Your task
Gather every line in the rows below that contains the string “curved”, and copy each one unchanged. The match is case-sensitive.

Records for the task
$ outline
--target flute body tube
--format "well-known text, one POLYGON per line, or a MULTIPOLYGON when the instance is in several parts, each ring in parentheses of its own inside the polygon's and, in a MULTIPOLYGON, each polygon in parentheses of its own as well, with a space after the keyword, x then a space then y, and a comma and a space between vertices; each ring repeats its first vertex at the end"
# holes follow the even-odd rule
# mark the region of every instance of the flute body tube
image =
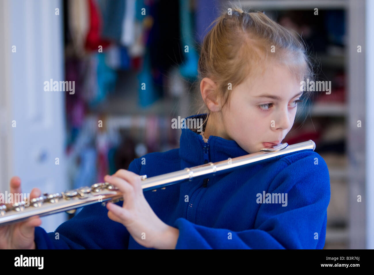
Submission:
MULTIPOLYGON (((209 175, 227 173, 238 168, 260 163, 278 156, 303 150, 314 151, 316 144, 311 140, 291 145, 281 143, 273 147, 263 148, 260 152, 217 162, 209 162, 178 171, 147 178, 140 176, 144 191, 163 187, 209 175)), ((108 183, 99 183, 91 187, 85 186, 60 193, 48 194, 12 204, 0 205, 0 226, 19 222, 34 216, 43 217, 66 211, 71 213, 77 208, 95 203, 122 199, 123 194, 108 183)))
==
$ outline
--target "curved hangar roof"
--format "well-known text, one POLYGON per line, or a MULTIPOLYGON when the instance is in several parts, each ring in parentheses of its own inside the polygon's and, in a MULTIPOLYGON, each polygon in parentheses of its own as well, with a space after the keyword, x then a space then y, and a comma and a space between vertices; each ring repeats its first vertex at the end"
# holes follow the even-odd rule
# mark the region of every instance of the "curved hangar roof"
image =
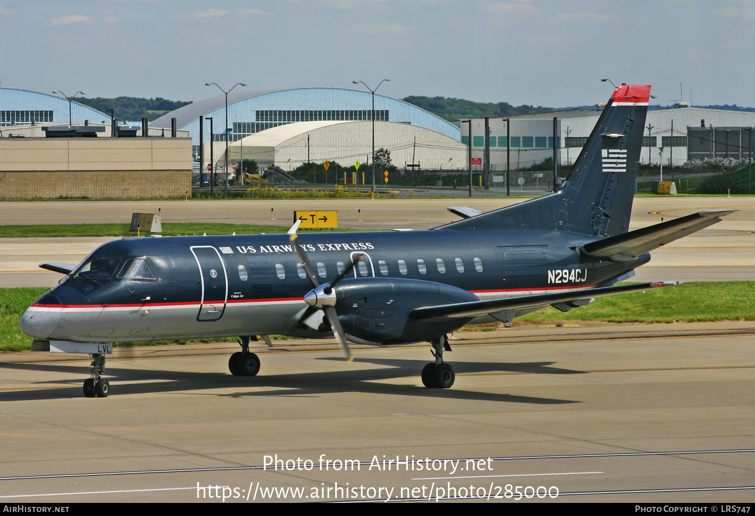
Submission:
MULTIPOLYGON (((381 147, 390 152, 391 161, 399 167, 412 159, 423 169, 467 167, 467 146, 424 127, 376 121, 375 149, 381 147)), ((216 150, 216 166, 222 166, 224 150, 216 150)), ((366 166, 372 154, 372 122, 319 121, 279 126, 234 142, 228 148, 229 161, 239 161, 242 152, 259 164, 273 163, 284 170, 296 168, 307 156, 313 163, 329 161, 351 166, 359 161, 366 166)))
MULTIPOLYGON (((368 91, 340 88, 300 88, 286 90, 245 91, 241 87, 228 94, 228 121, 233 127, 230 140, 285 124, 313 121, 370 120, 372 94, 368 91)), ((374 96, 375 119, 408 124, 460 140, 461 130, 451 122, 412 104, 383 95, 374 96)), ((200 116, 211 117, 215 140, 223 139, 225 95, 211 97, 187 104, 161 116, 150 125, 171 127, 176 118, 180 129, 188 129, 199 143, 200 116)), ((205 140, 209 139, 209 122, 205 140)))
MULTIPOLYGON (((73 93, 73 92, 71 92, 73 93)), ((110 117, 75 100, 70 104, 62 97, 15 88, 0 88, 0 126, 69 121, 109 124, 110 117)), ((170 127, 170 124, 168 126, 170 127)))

Reply
--target "curved hangar roof"
# mark the region of every instance of the "curved hangar roof"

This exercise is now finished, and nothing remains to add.